## Exercise aim
Swap "Put a dot there" for "Place a dot there" in every one of the records below, and write the lines out again with nothing else changed.

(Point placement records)
+++++
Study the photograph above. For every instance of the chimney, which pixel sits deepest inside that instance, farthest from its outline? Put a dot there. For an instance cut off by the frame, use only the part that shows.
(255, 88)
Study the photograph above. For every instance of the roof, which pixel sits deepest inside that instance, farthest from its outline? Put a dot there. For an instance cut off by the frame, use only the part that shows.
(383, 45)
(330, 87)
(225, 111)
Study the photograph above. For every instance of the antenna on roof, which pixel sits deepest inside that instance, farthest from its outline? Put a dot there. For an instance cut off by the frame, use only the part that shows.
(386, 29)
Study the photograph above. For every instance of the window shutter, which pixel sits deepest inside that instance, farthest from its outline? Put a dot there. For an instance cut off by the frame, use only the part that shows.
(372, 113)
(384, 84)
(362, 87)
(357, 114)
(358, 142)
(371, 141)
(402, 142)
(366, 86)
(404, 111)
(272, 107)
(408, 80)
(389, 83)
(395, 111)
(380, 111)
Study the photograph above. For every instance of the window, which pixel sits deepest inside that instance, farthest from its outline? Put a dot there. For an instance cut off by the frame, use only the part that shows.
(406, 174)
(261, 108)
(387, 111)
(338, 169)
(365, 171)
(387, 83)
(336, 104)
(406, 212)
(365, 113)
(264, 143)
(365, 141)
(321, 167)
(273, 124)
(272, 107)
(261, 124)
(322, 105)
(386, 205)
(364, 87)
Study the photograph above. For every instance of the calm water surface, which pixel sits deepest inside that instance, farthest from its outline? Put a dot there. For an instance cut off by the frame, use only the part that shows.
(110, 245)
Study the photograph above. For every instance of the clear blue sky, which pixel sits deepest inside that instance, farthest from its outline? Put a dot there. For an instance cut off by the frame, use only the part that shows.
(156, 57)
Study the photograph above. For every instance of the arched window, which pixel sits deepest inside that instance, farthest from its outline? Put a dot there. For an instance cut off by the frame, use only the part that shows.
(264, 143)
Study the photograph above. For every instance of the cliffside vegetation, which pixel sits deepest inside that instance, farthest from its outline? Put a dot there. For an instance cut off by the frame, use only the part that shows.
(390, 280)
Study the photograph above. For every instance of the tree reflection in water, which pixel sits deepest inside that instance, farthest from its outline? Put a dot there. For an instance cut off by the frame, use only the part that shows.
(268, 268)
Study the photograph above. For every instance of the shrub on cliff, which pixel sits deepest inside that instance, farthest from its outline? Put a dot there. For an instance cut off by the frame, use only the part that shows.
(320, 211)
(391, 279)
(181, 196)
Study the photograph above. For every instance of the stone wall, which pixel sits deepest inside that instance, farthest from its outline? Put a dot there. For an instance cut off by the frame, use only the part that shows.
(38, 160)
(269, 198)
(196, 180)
+++++
## Final result
Study the photograph above. For every instance of the chimney, which pixel sits deepest inside that instance, farthest from its outline? Place a dot there. For an instance cut off by the frame, use only the part that shows.
(255, 88)
Study the photograph above. For every instance of the roof, which pixel sits deepest inside that instance, farthest from its outline? Place a dot there. For an instance cut off by the frame, use only the part that shows.
(383, 45)
(330, 87)
(225, 111)
Study the photograph above. For every instance of the antenna on roof, which pixel sits deepest inside that instance, farthest from its outline? Place a dot there. For an instance cut off by the frame, use only the part that shows.
(386, 29)
Study the photograph above. For every instance of the window shutter, which pixel sits deepest inside that instance, farthest from its outline? Place a dot there. For an instance cut off by the frame, use only the part that shows.
(372, 113)
(384, 84)
(362, 87)
(357, 114)
(358, 142)
(371, 141)
(402, 142)
(366, 86)
(404, 111)
(272, 107)
(408, 80)
(389, 83)
(395, 111)
(380, 111)
Study the photograph above. For every instance of the window, which pixel sits deepest inside that instance, farthest from its outline? Place a dot there. For an instance cut off by the frame, use only the part that shows.
(406, 174)
(261, 108)
(387, 111)
(338, 169)
(365, 171)
(387, 83)
(336, 104)
(406, 212)
(365, 113)
(264, 143)
(365, 141)
(321, 167)
(273, 124)
(272, 107)
(261, 124)
(322, 105)
(386, 205)
(364, 87)
Study the photograph above. For every instance of the calm water surface, which pixel sits deepest inside that instance, farthest from its outline? Place a dot there. For an instance cut off by the frame, use only the part that shows.
(110, 245)
Study the photograph above. For every instance of the clear blue sky, which pixel sits deepest inside that instance, farthest from its outline? Place a dot there. For an instance cut off by the frame, use only the part that shows.
(156, 57)
Study the photograph above. For every instance of the arched window, which pixel sits deepest inside that instance, farthest from its outline? Place a dot there. For an instance cut off by the frame, use only the part that shows.
(264, 143)
Study the photograph above. For every instance of the cliffside vegetation, which pixel sits deepest inside that instance, farthest from its outline? Place a dot there. For an instance cut off by the frame, use only the part that shows.
(390, 280)
Study the photograph above. For every instance of the tree reflection in water, which pixel sits deepest inside that instance, farthest from its outline? Place a dot there. For an instance cut off by the frame, use only the part that shows.
(268, 268)
Study the photograph above. For every instance of the shrub on cliff, which pixel sits deepest inside that instance, farthest from its outline? Place a dot there. For an instance cut off by the frame, use only the part that shows.
(320, 211)
(391, 279)
(181, 196)
Study the photograph above. For every instance of the stone wall, which pixel sits deepest inside that instance, farthest from its outline? Place a dot there. For an instance cut off by the frame, use only the part that shows.
(38, 160)
(269, 198)
(196, 180)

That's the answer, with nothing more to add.